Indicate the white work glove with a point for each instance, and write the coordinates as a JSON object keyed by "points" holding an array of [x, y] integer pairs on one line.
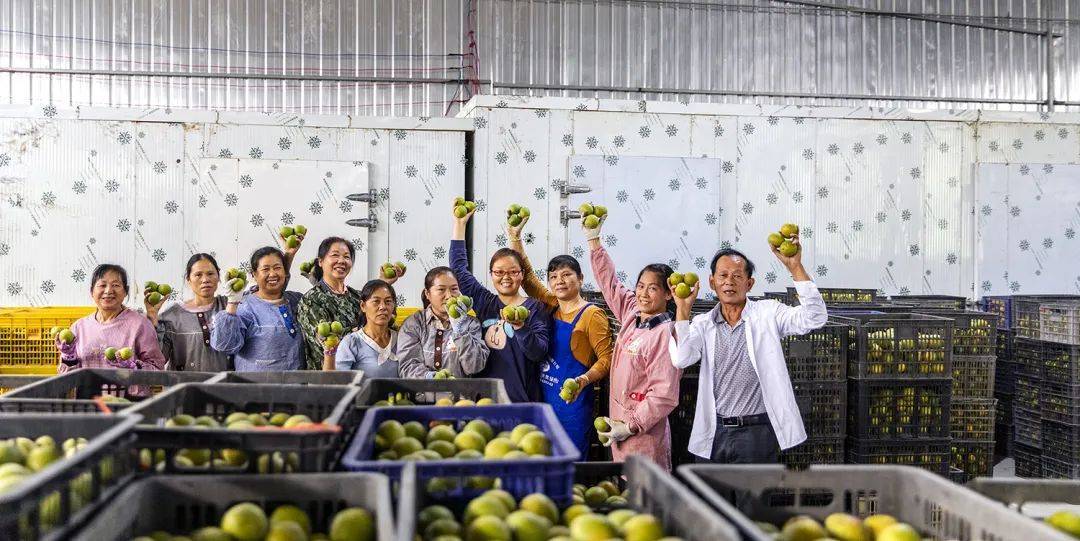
{"points": [[595, 232], [618, 432]]}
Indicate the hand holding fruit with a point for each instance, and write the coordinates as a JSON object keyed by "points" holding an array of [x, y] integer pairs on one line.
{"points": [[592, 219], [618, 431], [785, 245], [516, 217], [463, 210], [515, 315], [390, 272], [571, 388], [329, 334], [235, 280], [293, 237]]}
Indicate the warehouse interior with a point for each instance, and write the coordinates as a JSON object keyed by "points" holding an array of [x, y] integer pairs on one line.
{"points": [[927, 156]]}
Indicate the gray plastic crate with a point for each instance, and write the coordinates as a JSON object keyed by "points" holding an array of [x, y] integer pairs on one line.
{"points": [[316, 449], [30, 510], [292, 377], [929, 502], [181, 503], [651, 489], [75, 391]]}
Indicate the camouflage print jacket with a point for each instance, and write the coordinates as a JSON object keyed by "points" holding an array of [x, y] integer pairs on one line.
{"points": [[321, 303]]}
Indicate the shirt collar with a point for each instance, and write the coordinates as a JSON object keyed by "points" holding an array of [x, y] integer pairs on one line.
{"points": [[653, 322]]}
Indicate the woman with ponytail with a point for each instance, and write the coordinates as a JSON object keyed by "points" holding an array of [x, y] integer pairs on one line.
{"points": [[373, 346], [331, 298]]}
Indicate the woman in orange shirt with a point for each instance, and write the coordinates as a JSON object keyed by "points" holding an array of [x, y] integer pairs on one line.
{"points": [[581, 340]]}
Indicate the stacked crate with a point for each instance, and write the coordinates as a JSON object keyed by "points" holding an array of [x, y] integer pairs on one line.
{"points": [[972, 407], [817, 363], [900, 368], [1004, 389]]}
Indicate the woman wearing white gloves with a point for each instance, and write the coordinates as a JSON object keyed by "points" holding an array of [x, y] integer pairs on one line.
{"points": [[644, 382], [431, 340]]}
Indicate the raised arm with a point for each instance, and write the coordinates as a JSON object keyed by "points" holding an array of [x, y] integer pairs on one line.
{"points": [[534, 287], [413, 362], [811, 312]]}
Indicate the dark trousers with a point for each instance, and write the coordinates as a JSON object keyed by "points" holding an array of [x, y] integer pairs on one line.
{"points": [[753, 444]]}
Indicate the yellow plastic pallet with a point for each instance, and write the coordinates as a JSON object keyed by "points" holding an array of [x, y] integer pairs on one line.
{"points": [[25, 343]]}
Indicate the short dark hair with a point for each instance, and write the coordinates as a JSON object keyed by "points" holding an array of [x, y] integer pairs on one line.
{"points": [[324, 247], [368, 291], [264, 252], [200, 257], [429, 280], [565, 261], [733, 253], [104, 268], [499, 254]]}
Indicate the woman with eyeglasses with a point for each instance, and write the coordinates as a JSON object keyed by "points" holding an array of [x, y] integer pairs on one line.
{"points": [[259, 328], [644, 381], [517, 350], [581, 340]]}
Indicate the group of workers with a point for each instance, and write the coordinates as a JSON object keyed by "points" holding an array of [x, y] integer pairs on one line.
{"points": [[745, 407]]}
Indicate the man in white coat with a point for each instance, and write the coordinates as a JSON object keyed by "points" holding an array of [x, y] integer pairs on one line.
{"points": [[746, 410]]}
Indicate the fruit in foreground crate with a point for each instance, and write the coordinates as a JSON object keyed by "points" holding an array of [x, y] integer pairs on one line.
{"points": [[1065, 521]]}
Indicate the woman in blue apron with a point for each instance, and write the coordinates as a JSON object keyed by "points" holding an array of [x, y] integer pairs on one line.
{"points": [[581, 342]]}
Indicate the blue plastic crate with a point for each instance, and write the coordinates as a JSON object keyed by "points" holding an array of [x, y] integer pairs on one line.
{"points": [[551, 475]]}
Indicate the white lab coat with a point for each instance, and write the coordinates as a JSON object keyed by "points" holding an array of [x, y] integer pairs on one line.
{"points": [[766, 322]]}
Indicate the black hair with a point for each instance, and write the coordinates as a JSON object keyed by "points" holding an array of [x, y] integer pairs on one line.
{"points": [[104, 268], [664, 272], [324, 247], [268, 251], [429, 280], [368, 291], [200, 257], [565, 261], [499, 254], [732, 253]]}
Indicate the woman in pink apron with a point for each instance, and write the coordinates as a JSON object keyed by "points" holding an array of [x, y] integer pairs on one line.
{"points": [[644, 382]]}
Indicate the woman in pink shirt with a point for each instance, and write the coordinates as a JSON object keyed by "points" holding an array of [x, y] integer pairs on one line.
{"points": [[644, 382], [111, 325]]}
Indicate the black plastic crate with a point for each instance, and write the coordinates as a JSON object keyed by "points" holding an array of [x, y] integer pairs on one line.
{"points": [[1061, 362], [181, 503], [1053, 469], [1004, 376], [10, 382], [819, 355], [1026, 318], [975, 459], [292, 377], [972, 419], [973, 333], [308, 449], [1027, 460], [853, 295], [1027, 393], [814, 450], [1027, 427], [426, 392], [823, 406], [973, 376], [899, 346], [1060, 402], [1061, 442], [77, 390], [881, 409], [930, 455], [932, 301], [52, 502]]}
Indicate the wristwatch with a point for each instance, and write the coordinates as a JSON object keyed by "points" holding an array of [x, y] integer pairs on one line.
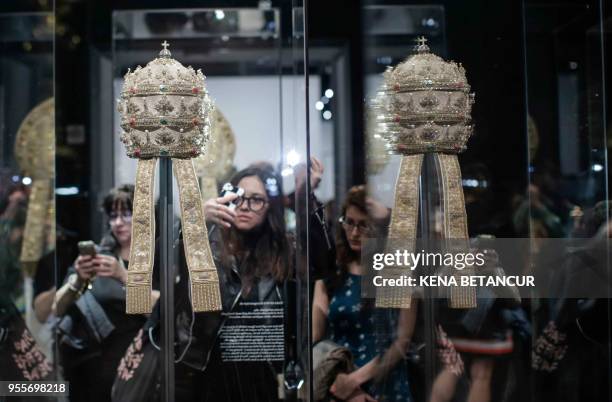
{"points": [[75, 284]]}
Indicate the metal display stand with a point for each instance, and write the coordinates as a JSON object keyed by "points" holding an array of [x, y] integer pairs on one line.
{"points": [[167, 278]]}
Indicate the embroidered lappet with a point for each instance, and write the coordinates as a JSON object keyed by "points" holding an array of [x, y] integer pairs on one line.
{"points": [[424, 106], [166, 112]]}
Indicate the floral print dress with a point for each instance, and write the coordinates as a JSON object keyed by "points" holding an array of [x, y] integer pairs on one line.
{"points": [[367, 333]]}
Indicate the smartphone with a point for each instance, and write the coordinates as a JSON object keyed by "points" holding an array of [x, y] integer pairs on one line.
{"points": [[228, 188], [87, 247]]}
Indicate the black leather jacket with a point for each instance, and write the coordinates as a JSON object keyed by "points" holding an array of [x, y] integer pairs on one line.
{"points": [[195, 344]]}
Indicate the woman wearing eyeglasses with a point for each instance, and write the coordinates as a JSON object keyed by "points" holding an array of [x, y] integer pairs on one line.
{"points": [[253, 255], [340, 315], [94, 330]]}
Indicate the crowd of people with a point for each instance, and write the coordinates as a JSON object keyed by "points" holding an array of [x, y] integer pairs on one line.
{"points": [[506, 349]]}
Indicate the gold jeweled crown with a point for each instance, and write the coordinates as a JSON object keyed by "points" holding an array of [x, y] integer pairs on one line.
{"points": [[165, 110], [425, 105]]}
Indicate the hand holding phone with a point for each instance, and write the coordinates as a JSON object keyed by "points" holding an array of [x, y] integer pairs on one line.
{"points": [[84, 264]]}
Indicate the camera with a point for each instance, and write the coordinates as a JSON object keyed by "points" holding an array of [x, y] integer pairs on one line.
{"points": [[229, 188]]}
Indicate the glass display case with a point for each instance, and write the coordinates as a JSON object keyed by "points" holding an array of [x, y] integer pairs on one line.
{"points": [[28, 234]]}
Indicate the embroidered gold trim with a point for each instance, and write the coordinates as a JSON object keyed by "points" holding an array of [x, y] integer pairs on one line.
{"points": [[32, 249], [138, 289], [402, 230], [455, 225], [205, 294]]}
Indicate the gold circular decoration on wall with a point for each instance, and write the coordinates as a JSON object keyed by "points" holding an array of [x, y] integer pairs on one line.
{"points": [[35, 142]]}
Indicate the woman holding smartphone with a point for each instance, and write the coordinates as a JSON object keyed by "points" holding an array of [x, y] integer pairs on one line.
{"points": [[94, 329]]}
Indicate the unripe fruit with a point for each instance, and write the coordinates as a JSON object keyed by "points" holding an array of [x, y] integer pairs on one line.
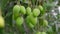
{"points": [[38, 32], [16, 9], [28, 11], [19, 21], [31, 19], [36, 12], [43, 33], [45, 23], [2, 24], [22, 10]]}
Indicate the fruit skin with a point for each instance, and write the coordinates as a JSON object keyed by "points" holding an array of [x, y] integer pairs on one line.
{"points": [[38, 32], [31, 19], [16, 9], [43, 22], [36, 12], [2, 24], [22, 10], [28, 11], [43, 33], [19, 21]]}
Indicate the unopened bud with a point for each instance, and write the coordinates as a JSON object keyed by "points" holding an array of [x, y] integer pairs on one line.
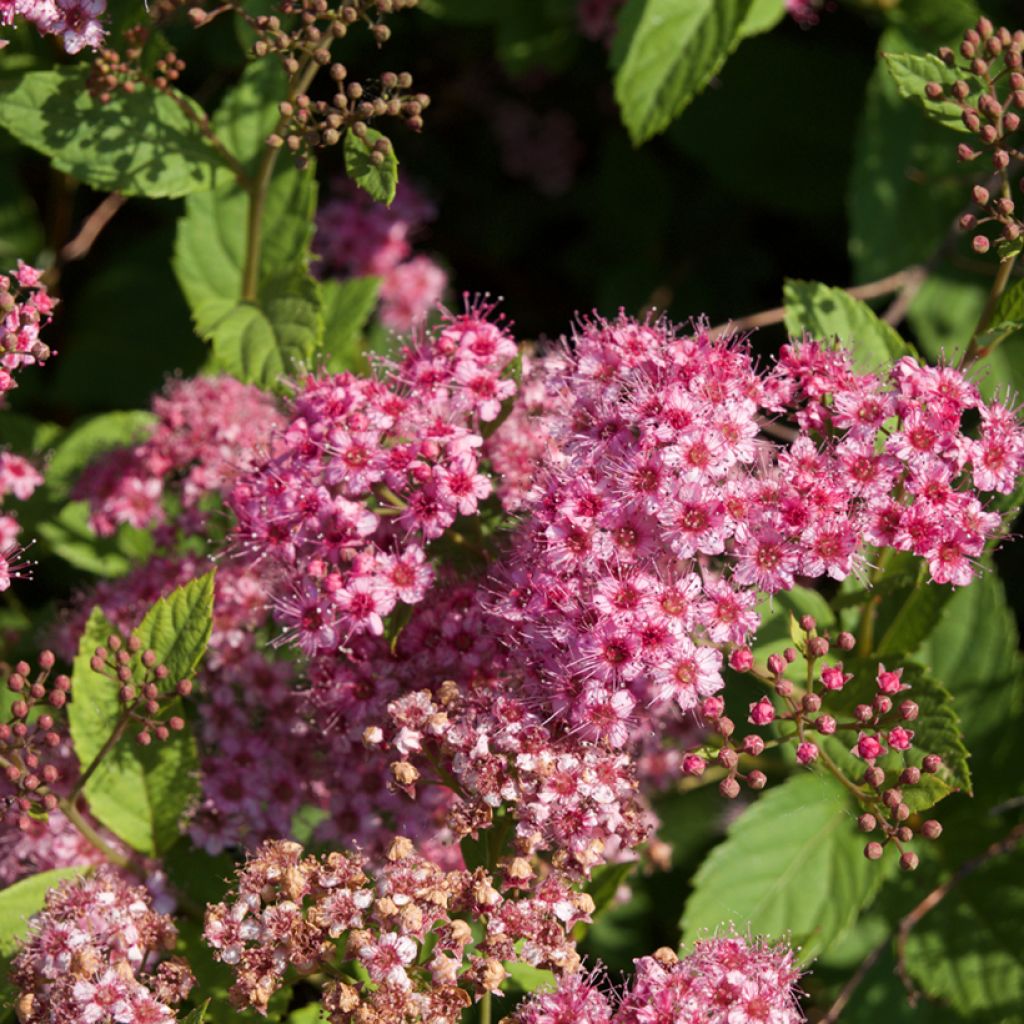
{"points": [[908, 860], [729, 788]]}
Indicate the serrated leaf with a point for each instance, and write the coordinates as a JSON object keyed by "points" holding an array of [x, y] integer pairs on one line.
{"points": [[937, 730], [262, 345], [248, 114], [968, 950], [525, 978], [177, 627], [675, 50], [792, 865], [347, 307], [905, 184], [88, 440], [137, 144], [832, 312], [20, 900], [140, 793], [379, 180], [211, 239], [911, 72]]}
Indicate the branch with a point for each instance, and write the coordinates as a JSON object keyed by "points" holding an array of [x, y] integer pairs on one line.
{"points": [[909, 921], [92, 225]]}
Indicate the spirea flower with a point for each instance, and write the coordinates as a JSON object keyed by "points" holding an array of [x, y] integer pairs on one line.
{"points": [[95, 953]]}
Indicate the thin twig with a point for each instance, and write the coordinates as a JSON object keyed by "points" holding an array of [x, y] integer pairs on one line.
{"points": [[936, 896], [909, 921], [91, 227]]}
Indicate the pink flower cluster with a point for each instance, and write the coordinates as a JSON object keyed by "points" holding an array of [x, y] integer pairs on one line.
{"points": [[76, 22], [578, 800], [660, 515], [209, 430], [357, 237], [91, 957], [408, 928], [723, 981], [366, 474], [26, 307], [18, 478]]}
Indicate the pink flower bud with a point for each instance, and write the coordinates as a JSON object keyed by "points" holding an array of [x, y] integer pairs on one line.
{"points": [[807, 753], [762, 713], [825, 725], [890, 682], [834, 678], [754, 744], [729, 788], [899, 738], [712, 708], [868, 748], [741, 659]]}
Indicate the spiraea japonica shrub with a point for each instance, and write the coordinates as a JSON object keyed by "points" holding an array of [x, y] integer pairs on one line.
{"points": [[380, 652]]}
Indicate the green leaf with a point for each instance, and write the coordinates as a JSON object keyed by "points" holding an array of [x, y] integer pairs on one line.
{"points": [[605, 881], [19, 901], [248, 114], [177, 627], [974, 649], [906, 184], [137, 144], [210, 244], [525, 978], [197, 1016], [90, 439], [909, 612], [911, 72], [793, 864], [347, 307], [937, 730], [140, 793], [832, 312], [26, 435], [676, 49], [261, 346], [762, 16], [70, 537], [380, 181], [968, 950]]}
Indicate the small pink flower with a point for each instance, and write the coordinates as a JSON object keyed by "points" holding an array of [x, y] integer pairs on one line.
{"points": [[899, 738], [868, 748], [890, 682], [807, 753], [762, 712], [834, 678]]}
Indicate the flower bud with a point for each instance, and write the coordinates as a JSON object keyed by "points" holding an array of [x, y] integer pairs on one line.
{"points": [[908, 860], [729, 788]]}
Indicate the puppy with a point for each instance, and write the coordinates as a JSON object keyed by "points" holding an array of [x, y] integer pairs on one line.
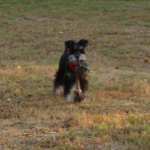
{"points": [[66, 74]]}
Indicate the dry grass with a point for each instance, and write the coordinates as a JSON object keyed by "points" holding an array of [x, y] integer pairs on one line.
{"points": [[115, 115]]}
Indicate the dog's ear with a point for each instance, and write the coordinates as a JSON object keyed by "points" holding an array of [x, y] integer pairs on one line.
{"points": [[83, 42], [69, 44]]}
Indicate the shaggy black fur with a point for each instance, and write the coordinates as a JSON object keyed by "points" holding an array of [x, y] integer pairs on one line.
{"points": [[65, 76]]}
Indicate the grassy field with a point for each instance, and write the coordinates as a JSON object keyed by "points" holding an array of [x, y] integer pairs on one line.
{"points": [[116, 113]]}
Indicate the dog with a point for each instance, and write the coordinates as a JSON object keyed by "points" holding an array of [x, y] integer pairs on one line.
{"points": [[66, 74]]}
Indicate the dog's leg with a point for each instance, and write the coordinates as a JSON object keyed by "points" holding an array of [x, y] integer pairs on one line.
{"points": [[84, 86], [68, 84], [58, 81]]}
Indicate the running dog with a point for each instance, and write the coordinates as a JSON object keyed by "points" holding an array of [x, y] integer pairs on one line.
{"points": [[72, 58]]}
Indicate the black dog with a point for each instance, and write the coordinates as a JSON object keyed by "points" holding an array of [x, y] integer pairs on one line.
{"points": [[66, 75]]}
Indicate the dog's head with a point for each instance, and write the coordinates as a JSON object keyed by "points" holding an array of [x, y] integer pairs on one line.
{"points": [[76, 47]]}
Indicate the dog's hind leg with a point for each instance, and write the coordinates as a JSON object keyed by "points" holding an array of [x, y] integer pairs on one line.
{"points": [[84, 86], [58, 81]]}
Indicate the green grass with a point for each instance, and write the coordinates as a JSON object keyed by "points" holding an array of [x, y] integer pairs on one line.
{"points": [[115, 114]]}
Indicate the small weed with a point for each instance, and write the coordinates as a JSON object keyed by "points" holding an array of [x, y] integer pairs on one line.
{"points": [[9, 89]]}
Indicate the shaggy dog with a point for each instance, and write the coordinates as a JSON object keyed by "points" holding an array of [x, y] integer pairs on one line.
{"points": [[66, 74]]}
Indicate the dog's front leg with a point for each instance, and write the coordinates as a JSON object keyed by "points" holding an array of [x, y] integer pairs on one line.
{"points": [[69, 81]]}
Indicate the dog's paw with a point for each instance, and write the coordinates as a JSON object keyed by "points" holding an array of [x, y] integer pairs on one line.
{"points": [[68, 98]]}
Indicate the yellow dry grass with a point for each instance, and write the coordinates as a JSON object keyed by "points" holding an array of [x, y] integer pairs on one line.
{"points": [[115, 114]]}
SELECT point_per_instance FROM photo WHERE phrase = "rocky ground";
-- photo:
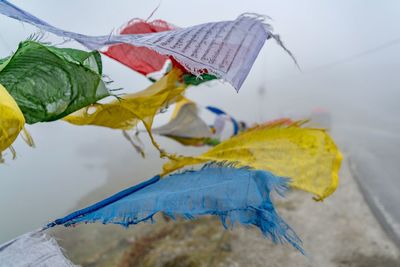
(341, 231)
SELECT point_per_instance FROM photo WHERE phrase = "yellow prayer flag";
(306, 155)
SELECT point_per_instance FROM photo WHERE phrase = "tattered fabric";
(33, 249)
(185, 125)
(236, 195)
(225, 49)
(11, 120)
(140, 59)
(49, 83)
(308, 156)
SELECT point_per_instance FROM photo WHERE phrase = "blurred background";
(349, 56)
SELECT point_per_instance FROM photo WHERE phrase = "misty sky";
(325, 37)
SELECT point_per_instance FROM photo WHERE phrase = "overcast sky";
(334, 42)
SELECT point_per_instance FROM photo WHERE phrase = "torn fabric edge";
(226, 49)
(33, 249)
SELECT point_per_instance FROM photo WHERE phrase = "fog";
(349, 66)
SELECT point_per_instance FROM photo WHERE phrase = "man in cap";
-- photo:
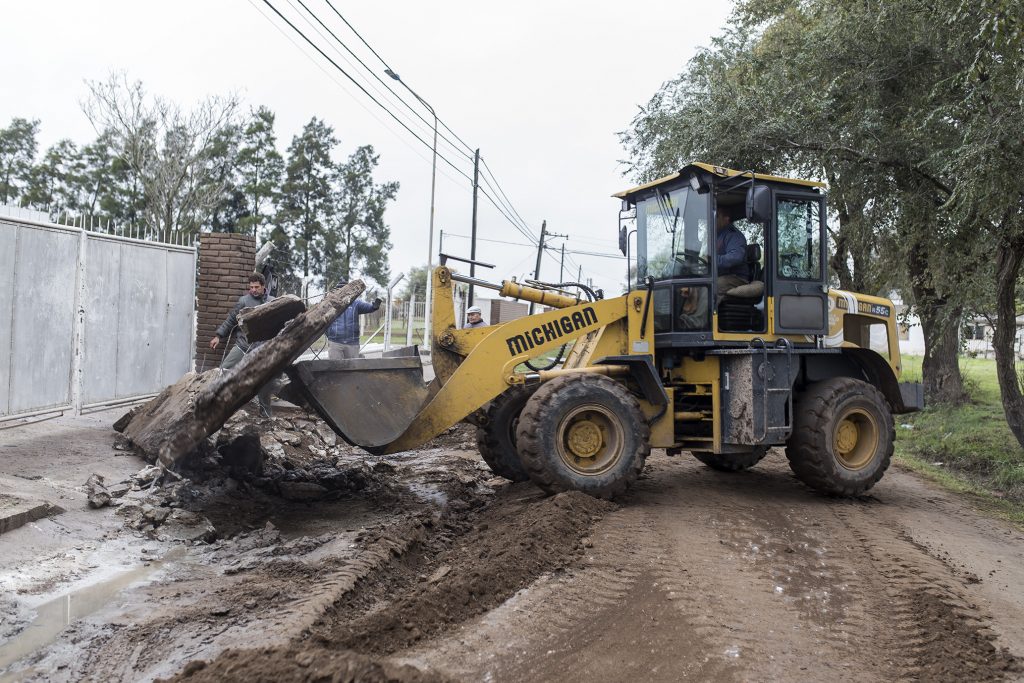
(473, 317)
(343, 335)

___

**Exercise aim**
Gather every line of the data that contains the string "phrase", and copy each of those lines in full.

**Reply to the task**
SELECT point_per_instance FROM photo WHERE phrase = "rocky ground";
SELECT point_per_instance FROM photo WHERE phrase = "yellow prayer flag";
SELECT point_per_instance FROM photo WHERE phrase = "tattered fabric";
SELECT point_per_instance FROM photo WHERE phrase = "blurred background";
SELECT point_per_instance FROM photo WHERE phrase = "misty sky";
SELECT point_per_instance FROM photo WHERE phrase = "overcast sky";
SELECT point_per_instance FROM photo WHERE phrase = "torn fabric edge";
SELECT point_per_instance FROM photo WHERE phrase = "fog";
SELECT point_per_instance FROM photo WHERE phrase = "man in cap";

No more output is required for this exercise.